> _Textauszug_:
Berührungsfreie, KI-gesteuerte Bildgebung rettet Leben
»Damit lassen sich Milliarden von Eiern für den Verzehr in den Markt einführen, das Kükentöten vermeiden sowie Energie, Kosten und Abfall einsparen«, verspricht Gomez. Die Technik setze bei Schnelligkeit, Kosten und Zuverlässigkeit neue Maßstäbe, urteilt die Bayerische Patentallianz in München (BayPAT), die Orbem bei der Patentierung begleitete. Beim Businessplanwettbewerb des bayerischen Investorennetzwerks BayStartUP erreichten die Unternehmer den dritten Platz. Das Orbem-Team, das an der TU weiter forscht, hat die Ausgründung erfolgreich hinter sich gebracht und bereits öffentliche Fördergelder und Preisgelder akquiriert. »Damit wollen wir unsere neue Technologie zur Marktreife entwickeln, um nicht nur hierzulande, sondern weltweit zu wachsen«,
sagt Gomez.
Erfolgsfaktoren sieht er in erster Linie in dem spezialisierten, internationalen Team und in den hiesigen Universitäts-, Investoren- und Unternehmensnetzwerken: »Das erlaubte uns einen
guten Start und ermöglicht uns, weiter zu wachsen, weil wir hier kompetente Mitarbeiter und weitere Partner finden können.«
Firmenbeispiel Electrochaea GmbH: Strom ökologisch in Gas umwandeln
Seit dem Start hat das Planegger Unternehmen Electrochaea das internationale Geschäft im Blick. Die Firma begann 2010 als Ausgründung der Universität Chicago und wechselte 2014 nach Planegg. Mit ihrem internationalen Team hat sie rasch Investoren und Kunden aus aller Welt gewonnen, zunächst vor allem aus Oberbayern, der Schweiz, den USA, Dänemark und Schweden. »Unter unseren inzwischen 26 spezialisierten Mitarbeitern sind Talente zuhauf und zehn Nationen vertreten«, sagt CTO Doris Hafenbradl (50). »Und wir suchen weitere Spezialisten, die mit uns wachsen wollen.«
Kohlendioxid binden, Stromnetz entlasten
Electrochaea hat eine neuartige Power-to-Gas-Technologie zur Energiespeicherung und CO₂-Reduktion entwickelt. Sie wandelt abgeregelte und günstige Elektrizität aus erneuerbarer
Energie in Methangas um, das die Betreiber direkt ins Erdgasnetz einspeisen können. Basis sind Mikroorganismen, sogenannte methanogene Archaeen, die sich durch außerordentliche Leistungsfähigkeit und Robustheit im industriellen Einsatz auszeichnen. Die Electrochaea-Technologie kann daher eine effiziente und ökologische Lösung sein, um erneuerbare Energie im großen Stil als Gas zu speichern. Sie entlastet zudem das Stromnetz und bindet Kohlendioxid. »Jetzt sind wir so weit, dass wir unser Ziel, mehr Nachhaltigkeit bei den Stromspeichern zu schaffen, erreicht haben und vom Demonstrationsniveau in die kommerzielle Praxis übergehen können«, freut sich Hafenbradl.

> _Gestellte Aufgabe 1_:
Nenne alle Länder und Regionen, aus denen Electrochaea laut Textauszug zunächst vor allem Investoren und Kunden gewann.
> _Gestellte Aufgabe 2_:
Beantworte anhand des Textauszugs die folgenden Fragen:
(a) Welchen Platz erreichten die Orbem-Unternehmer beim Businessplanwettbewerb von BayStartUP?
(b) In welchem Jahr wechselte Electrochaea nach Planegg?
(c) Wie viele spezialisierte Mitarbeiter hat Electrochaea inzwischen?
> _Gestellte Aufgabe 3_:
Gib aus dem Textauszug den Abschnitt zwischen „Berührungsfreie, KI-gesteuerte Bildgebung“ und „sagt Gomez.“ wortgetreu wieder, beide Stellen eingeschlossen.
Die Liste weiter unten stammt aus einer anderen Quelle als der Textauszug.

> _Vorliegende Daten_:
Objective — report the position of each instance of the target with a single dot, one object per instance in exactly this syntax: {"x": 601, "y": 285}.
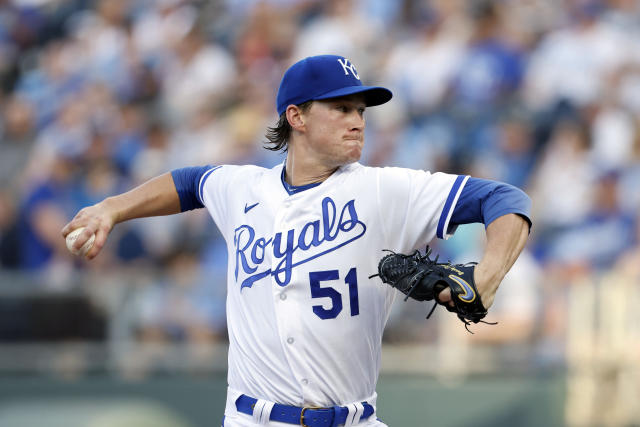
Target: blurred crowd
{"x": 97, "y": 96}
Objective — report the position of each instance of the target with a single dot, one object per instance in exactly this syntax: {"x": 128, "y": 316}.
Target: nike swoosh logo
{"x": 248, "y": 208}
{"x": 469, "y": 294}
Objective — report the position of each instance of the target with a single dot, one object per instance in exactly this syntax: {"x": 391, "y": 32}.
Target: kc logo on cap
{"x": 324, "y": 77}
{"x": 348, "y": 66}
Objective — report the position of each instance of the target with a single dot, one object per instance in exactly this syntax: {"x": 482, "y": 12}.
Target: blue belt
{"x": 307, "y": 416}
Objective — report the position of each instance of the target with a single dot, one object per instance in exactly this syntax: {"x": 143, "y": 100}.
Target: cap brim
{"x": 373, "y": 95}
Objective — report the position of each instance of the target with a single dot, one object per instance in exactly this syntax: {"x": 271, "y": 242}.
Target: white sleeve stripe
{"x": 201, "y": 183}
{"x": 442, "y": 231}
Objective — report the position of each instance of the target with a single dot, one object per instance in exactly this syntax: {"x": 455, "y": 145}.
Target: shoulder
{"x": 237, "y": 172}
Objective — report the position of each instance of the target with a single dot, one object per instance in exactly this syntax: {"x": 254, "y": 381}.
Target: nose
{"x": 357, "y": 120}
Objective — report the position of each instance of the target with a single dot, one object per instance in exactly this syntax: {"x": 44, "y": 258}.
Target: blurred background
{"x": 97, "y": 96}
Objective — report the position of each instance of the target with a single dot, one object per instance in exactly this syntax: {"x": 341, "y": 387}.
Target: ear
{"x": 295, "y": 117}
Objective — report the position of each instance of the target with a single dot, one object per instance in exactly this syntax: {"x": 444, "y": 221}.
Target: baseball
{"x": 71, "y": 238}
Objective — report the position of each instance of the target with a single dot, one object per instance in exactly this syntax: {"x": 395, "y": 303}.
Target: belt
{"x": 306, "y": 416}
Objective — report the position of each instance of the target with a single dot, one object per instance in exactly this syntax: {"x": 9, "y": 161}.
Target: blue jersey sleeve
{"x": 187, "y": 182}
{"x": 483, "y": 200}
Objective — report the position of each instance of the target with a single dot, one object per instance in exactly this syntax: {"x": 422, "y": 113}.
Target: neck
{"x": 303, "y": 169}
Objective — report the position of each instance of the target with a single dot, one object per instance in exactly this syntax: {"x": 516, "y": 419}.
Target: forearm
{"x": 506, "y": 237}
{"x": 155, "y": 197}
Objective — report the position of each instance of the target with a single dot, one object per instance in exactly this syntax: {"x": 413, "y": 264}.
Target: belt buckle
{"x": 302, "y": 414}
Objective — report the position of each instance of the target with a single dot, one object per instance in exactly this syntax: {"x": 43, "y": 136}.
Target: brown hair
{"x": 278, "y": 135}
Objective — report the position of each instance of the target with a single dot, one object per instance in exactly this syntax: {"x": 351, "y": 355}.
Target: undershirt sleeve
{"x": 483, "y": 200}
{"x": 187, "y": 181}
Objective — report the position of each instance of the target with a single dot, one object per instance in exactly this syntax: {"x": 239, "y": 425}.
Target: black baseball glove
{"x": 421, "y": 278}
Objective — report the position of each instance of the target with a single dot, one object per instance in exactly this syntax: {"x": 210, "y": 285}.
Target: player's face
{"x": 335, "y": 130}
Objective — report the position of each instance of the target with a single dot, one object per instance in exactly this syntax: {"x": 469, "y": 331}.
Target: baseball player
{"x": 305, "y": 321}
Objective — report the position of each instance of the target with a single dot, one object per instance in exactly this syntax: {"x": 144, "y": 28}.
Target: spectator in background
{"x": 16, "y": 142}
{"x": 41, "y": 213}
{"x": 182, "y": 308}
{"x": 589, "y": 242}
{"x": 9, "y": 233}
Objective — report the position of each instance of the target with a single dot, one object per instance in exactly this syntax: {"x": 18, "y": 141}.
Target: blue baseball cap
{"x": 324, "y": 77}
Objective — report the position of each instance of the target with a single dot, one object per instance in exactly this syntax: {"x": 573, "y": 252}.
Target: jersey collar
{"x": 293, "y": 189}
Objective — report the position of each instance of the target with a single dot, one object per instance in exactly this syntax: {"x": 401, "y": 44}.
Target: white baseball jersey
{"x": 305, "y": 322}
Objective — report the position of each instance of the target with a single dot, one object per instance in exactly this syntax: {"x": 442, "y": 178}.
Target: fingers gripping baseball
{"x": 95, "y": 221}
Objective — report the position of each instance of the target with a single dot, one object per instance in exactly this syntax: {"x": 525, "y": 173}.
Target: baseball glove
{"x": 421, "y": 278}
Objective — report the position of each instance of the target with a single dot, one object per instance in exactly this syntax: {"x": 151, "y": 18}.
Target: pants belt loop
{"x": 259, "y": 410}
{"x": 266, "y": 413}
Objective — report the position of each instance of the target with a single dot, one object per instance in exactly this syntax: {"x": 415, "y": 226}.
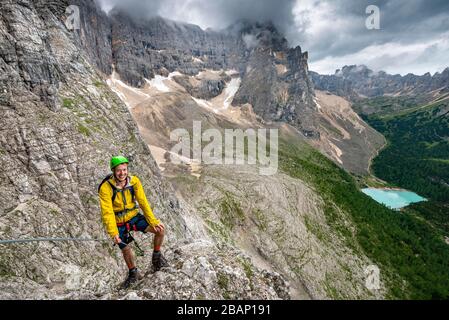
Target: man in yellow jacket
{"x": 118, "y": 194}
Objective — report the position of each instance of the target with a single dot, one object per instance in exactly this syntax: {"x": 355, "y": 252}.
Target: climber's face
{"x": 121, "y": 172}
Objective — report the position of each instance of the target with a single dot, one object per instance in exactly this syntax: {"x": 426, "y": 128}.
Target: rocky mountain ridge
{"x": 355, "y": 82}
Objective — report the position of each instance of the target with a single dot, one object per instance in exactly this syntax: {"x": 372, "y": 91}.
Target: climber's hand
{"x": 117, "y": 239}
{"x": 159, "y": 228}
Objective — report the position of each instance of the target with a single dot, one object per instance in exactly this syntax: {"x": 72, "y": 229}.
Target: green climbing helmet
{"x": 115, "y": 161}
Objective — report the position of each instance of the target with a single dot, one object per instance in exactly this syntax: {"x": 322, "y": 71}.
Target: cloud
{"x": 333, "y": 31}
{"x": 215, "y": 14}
...
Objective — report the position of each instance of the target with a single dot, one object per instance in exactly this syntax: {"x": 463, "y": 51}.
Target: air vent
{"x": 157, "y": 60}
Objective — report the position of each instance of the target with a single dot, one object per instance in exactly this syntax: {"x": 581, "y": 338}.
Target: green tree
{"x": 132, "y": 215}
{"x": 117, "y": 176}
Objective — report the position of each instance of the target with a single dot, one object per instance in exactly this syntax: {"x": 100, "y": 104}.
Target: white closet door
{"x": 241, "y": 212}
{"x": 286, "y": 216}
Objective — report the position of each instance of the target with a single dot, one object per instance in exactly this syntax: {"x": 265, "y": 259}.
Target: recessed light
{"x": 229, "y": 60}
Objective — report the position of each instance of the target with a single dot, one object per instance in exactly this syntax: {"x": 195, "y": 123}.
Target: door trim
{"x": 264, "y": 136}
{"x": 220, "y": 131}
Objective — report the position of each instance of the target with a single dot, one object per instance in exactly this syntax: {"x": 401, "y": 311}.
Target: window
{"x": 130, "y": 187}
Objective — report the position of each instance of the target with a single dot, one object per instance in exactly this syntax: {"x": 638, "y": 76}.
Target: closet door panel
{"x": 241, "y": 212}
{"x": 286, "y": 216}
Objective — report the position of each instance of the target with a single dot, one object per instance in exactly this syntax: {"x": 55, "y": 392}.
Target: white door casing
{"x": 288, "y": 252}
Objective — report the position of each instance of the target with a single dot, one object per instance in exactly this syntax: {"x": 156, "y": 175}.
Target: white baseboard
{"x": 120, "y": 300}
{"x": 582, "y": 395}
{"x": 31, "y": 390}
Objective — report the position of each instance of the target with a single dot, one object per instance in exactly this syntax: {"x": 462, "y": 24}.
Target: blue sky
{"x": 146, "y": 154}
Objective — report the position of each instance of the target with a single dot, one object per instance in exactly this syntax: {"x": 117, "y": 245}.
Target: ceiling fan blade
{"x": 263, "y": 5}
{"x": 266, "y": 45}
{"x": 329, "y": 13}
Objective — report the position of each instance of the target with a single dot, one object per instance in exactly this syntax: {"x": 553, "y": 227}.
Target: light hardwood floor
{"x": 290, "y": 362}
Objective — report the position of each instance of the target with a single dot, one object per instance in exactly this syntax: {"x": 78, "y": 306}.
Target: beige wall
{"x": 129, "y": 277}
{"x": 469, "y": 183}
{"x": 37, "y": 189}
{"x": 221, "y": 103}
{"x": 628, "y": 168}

> _Lösung der Aufgabe 1_:
Oberbayern, die Schweiz, die USA, Dänemark und Schweden

> _Lösung der Aufgabe 2_:
(a) Den dritten Platz
(b) 2014
(c) 26

> _Lösung der Aufgabe 3_:
Berührungsfreie, KI-gesteuerte Bildgebung rettet Leben
»Damit lassen sich Milliarden von Eiern für den Verzehr in den Markt einführen, das Kükentöten vermeiden sowie Energie, Kosten und Abfall einsparen«, verspricht Gomez. Die Technik setze bei Schnelligkeit, Kosten und Zuverlässigkeit neue Maßstäbe, urteilt die Bayerische Patentallianz in München (BayPAT), die Orbem bei der Patentierung begleitete. Beim Businessplanwettbewerb des bayerischen Investorennetzwerks BayStartUP erreichten die Unternehmer den dritten Platz. Das Orbem-Team, das an der TU weiter forscht, hat die Ausgründung erfolgreich hinter sich gebracht und bereits öffentliche Fördergelder und Preisgelder akquiriert. »Damit wollen wir unsere neue Technologie zur Marktreife entwickeln, um nicht nur hierzulande, sondern weltweit zu wachsen«,
sagt Gomez.